▶ TASK INPUTS:
____

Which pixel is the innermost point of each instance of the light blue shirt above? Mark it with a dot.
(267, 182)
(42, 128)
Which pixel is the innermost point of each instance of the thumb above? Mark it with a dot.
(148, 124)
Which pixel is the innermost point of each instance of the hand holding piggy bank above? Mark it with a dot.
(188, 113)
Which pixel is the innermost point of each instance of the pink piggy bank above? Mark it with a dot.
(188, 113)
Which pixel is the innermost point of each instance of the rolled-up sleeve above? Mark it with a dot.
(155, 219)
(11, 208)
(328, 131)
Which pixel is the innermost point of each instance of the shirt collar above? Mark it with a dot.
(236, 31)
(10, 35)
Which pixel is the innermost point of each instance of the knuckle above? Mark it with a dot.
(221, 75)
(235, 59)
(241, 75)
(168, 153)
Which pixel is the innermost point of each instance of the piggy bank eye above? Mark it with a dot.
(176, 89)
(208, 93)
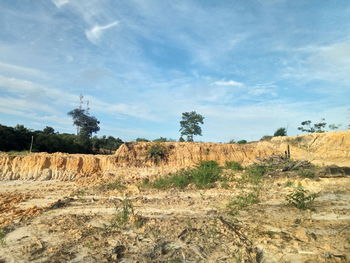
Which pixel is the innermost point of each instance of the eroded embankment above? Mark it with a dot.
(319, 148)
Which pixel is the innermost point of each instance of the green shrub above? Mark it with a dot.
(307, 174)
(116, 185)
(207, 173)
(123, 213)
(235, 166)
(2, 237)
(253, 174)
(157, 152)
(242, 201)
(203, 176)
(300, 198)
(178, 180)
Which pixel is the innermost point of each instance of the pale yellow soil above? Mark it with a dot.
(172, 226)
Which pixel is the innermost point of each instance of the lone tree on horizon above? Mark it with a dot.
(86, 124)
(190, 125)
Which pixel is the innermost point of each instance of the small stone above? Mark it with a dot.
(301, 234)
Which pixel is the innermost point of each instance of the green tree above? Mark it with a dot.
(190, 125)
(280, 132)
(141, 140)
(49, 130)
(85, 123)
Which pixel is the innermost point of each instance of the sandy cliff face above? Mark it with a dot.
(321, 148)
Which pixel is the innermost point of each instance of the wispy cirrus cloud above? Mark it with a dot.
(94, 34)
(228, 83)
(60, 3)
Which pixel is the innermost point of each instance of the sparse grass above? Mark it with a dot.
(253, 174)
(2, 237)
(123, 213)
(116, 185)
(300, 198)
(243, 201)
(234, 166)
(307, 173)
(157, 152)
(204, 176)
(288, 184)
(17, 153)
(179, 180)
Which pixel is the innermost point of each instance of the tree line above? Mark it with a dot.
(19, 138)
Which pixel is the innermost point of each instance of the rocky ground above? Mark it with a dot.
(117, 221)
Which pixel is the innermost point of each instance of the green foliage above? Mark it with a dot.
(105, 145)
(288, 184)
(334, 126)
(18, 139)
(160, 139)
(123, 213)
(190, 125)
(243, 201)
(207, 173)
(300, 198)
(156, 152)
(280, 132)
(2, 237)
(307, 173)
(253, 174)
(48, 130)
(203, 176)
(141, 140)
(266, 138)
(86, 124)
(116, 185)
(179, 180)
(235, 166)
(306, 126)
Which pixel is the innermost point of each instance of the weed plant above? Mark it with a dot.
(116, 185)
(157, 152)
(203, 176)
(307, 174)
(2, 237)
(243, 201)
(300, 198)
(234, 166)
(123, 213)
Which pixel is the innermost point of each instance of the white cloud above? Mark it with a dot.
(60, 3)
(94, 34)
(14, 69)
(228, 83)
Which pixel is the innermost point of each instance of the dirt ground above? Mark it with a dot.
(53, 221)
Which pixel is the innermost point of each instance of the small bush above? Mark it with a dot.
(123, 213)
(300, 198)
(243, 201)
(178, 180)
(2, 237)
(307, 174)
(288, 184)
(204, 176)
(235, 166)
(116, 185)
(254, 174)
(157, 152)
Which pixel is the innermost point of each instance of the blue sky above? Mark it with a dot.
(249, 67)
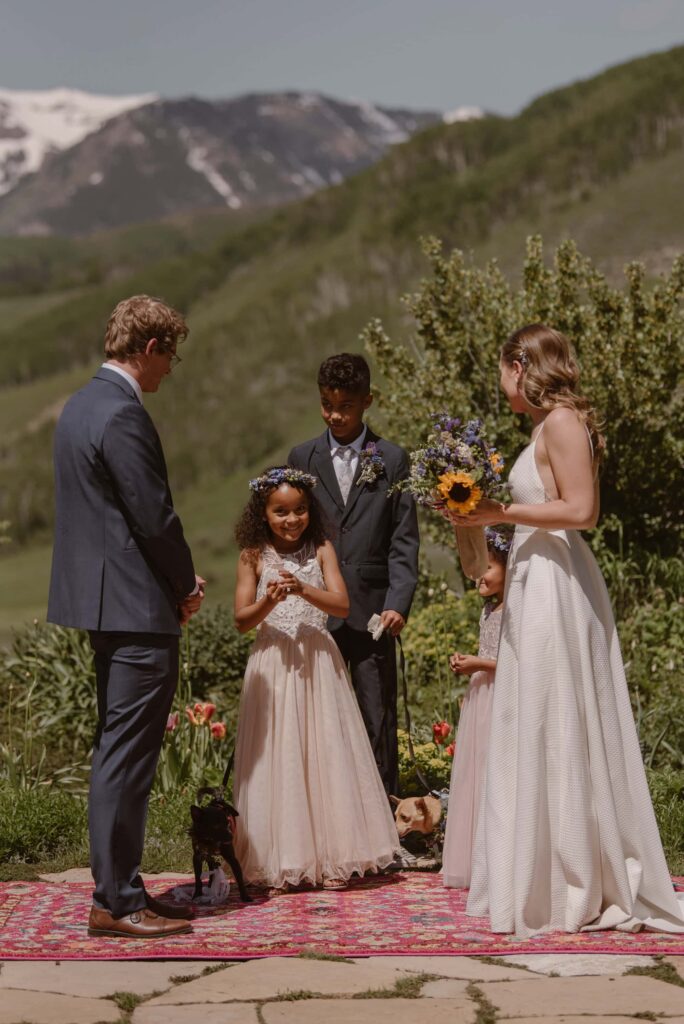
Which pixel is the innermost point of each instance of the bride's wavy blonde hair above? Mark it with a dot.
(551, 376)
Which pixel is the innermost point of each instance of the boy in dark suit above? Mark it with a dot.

____

▶ WHAT IS REQUIRED:
A word-for-word copy of all the records above is required, with the pictures left out.

▶ SOLVED EXERCISE:
Which pixel is the innermost point of each instance of the light blue shirt above? Mark it with a dot.
(267, 182)
(42, 128)
Which pixel is the innermost point of each instance of the thumb above? Mark it with a dot.
(148, 124)
Which pixel is the innermost point of each instance of the hand holding piggy bank above? Mark it with a dot.
(188, 113)
Which pixel is the innermost point of each instance of the pink piggy bank above? Mark it with a dot.
(188, 113)
Which pixel is the innermost point of each instance of the rolled-up sleeve above? Mark it with a dot.
(155, 219)
(11, 208)
(328, 131)
Which pixel is the innermost point of each instance of the shirt collar above? Mark it with a dot.
(236, 31)
(10, 35)
Which pixel is the innermost point of each instance of the knuckle above? Mark it with a dot.
(221, 75)
(235, 59)
(241, 75)
(168, 153)
Which pixel is the innermost point of each instance of the piggy bank eye above? Mark it with a dot.
(176, 89)
(208, 93)
Which pixel is the innermost point of each instance of the eroded embankment above? Mark it with a dot.
(319, 148)
Which pixel is the innermost point of each instance of the green shrub above? Mark it with a dot.
(307, 174)
(116, 185)
(207, 173)
(123, 213)
(235, 166)
(2, 237)
(253, 174)
(157, 152)
(242, 201)
(203, 176)
(300, 198)
(178, 180)
Which pixel is the innermost point of each instance of the pale yellow soil above? Mark it with a dot.
(172, 226)
Which pixel is the innermost point of each instance of the lone tree on horizon above? Mark it with a dot.
(86, 124)
(190, 125)
Which pixel is the innermost point of each instance of the small stone above? Mark it with a dot.
(301, 234)
Which pixel is the innermost point of each instance of the green tree above? Mark it with a dot.
(190, 125)
(280, 132)
(141, 140)
(49, 130)
(85, 123)
Which pixel is the innermost point of each instance of the sandy cliff face above? Mark it with a dot.
(321, 148)
Which pixel is the innermost point of each instance of the wispy cirrus cloud above? Mark it with a dot.
(94, 34)
(228, 83)
(60, 3)
Which pixel is the innermost point of each instance of the sparse grass above? Mark it with a dot.
(253, 174)
(2, 237)
(123, 213)
(116, 185)
(300, 198)
(243, 201)
(234, 166)
(307, 173)
(157, 152)
(204, 176)
(288, 184)
(17, 153)
(179, 180)
Which pixel is the innermost point of each instance of the tree line above? Mark it with a dot.
(19, 138)
Which pixel is the innermost point of each instance of the rocky ground above? Mark it with a dot.
(117, 221)
Which pixel is the innermost point of each instance of the green foliage above? Mark it with a dot.
(105, 145)
(288, 184)
(334, 126)
(18, 139)
(160, 139)
(123, 213)
(190, 125)
(243, 201)
(207, 173)
(300, 198)
(156, 152)
(280, 132)
(2, 237)
(307, 173)
(253, 174)
(48, 130)
(203, 176)
(141, 140)
(266, 138)
(86, 124)
(116, 185)
(179, 180)
(235, 166)
(306, 126)
Which pixel is the innermost point of each instance of the weed plant above? Mark it with a dot.
(116, 185)
(157, 152)
(203, 176)
(307, 174)
(2, 237)
(243, 201)
(300, 198)
(234, 166)
(123, 213)
Which pixel is the innermost point of each instance of the white cloud above? Mark it with a dot.
(60, 3)
(94, 34)
(14, 69)
(228, 83)
Which pixel is the innermost point of each instance of the dirt ground above? Mark it with a dot.
(53, 221)
Which pixel is the innermost point of each instance of the small bush above? Mark it with a dot.
(123, 213)
(300, 198)
(243, 201)
(178, 180)
(2, 237)
(307, 174)
(288, 184)
(204, 176)
(235, 166)
(116, 185)
(254, 174)
(157, 152)
Which pixel is the innermost point of each instance of the blue sky above? Mark it with a dot.
(249, 67)
Which pixel is the innermost point of each instance of the bride's wavy blonde hair above? Mark it with a dot.
(551, 376)
Which pixel is the innermost point of each instance of the boy in dark suit above? Mark it with a dot.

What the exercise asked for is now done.